Region labeling items:
+ + + + + + +

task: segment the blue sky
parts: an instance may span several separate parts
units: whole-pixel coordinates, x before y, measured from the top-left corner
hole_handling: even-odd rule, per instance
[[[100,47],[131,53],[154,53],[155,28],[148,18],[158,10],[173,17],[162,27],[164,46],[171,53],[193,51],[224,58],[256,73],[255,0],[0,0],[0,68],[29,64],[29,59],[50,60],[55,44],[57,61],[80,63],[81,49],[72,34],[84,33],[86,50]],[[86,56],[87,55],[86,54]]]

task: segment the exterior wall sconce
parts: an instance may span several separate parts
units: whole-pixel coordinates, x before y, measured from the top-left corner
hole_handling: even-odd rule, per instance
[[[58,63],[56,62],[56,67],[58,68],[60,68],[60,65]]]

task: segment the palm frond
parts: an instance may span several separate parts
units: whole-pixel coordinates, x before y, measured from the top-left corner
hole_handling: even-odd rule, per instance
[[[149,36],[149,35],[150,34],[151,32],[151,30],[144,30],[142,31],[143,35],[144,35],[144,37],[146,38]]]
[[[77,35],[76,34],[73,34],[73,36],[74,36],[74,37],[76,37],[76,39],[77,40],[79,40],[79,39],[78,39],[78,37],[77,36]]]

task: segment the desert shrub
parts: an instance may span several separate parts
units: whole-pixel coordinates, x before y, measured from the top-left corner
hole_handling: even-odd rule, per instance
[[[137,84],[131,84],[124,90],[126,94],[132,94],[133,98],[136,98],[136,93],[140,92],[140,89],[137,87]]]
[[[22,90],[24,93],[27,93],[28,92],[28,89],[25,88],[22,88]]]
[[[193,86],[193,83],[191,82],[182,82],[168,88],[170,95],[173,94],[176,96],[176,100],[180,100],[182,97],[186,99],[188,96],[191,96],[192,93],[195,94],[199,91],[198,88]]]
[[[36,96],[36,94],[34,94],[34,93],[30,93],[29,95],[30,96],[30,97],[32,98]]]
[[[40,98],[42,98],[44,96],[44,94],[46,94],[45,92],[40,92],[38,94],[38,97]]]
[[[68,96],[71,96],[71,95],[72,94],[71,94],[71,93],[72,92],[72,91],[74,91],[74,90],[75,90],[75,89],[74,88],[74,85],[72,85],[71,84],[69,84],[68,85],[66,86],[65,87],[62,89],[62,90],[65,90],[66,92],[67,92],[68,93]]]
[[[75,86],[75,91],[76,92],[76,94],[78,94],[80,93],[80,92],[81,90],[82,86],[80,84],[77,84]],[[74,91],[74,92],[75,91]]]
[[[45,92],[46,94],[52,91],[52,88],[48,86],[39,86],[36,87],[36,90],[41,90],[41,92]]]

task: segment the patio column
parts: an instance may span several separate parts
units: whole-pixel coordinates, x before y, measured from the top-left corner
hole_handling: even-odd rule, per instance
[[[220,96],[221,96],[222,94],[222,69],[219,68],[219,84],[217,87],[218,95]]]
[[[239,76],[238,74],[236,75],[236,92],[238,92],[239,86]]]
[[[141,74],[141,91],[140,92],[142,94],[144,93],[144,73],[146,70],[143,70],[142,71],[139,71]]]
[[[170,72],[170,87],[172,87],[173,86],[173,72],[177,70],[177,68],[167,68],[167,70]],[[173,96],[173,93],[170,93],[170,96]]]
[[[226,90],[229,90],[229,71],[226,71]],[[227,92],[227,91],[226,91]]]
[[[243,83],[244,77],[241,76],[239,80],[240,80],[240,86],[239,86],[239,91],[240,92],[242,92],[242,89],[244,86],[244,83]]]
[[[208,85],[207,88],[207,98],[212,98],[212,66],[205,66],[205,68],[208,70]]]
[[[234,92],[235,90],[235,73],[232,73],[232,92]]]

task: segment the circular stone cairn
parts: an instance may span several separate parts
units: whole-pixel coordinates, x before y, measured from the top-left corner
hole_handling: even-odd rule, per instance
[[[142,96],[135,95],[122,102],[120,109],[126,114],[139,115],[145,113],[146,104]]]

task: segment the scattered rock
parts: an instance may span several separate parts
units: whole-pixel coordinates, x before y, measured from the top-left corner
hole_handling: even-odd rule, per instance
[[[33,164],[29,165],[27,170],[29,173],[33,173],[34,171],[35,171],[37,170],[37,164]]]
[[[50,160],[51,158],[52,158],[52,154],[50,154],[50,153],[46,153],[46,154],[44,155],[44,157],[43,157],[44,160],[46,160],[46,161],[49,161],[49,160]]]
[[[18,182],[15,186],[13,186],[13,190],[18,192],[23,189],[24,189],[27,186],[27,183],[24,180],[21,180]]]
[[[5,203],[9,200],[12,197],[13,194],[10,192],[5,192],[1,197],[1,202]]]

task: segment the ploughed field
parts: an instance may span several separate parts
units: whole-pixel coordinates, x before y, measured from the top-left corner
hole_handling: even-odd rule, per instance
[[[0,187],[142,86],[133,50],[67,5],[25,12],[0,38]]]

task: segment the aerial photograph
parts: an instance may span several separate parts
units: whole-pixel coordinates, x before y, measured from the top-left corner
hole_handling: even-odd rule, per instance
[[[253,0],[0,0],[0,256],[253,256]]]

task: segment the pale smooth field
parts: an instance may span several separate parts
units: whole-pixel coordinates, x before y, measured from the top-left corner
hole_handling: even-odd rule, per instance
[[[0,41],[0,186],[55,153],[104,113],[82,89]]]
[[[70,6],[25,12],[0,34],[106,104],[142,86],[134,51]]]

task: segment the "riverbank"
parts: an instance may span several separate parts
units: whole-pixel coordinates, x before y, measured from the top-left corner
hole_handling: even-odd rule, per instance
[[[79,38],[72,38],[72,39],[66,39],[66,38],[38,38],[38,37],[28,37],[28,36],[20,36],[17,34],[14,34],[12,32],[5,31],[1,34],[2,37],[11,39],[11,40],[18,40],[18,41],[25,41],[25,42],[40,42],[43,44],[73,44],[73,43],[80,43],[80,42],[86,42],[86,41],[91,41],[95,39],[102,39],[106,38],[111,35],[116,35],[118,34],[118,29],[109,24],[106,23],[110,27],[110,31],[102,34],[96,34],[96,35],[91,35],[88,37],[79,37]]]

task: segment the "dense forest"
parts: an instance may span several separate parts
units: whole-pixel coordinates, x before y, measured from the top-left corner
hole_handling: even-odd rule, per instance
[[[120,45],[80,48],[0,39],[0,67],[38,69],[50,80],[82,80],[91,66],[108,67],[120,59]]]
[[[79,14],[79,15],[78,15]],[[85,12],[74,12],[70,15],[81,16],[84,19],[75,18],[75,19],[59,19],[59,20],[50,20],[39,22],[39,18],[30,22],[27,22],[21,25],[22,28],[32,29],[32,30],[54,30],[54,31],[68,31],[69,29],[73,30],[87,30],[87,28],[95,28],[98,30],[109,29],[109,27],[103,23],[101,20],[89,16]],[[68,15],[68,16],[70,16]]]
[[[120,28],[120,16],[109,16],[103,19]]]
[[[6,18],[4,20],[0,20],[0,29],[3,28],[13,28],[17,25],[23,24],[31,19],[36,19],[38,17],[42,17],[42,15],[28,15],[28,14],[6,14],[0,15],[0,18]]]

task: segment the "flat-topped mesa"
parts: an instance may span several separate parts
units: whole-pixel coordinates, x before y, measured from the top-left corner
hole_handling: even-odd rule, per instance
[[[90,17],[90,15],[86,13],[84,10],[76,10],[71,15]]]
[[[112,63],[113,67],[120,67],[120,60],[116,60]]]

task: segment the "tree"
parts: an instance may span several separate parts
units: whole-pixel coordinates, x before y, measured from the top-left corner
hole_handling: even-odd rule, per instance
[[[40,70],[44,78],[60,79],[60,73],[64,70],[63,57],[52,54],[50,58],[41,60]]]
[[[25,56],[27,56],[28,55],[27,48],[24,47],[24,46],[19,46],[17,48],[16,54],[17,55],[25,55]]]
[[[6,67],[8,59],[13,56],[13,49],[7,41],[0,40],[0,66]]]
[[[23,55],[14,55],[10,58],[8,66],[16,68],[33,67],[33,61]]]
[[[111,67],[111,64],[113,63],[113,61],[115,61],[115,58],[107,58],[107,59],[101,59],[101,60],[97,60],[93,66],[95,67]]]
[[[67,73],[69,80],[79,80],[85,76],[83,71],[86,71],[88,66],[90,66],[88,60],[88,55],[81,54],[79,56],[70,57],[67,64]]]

+ + + + + + +

■ **DIRECTIONS FOR THIS TASK**
How many lines in the items above contain the string "field"? Reply with the number alone.

■ **SOLUTION FOR THIS TASK**
2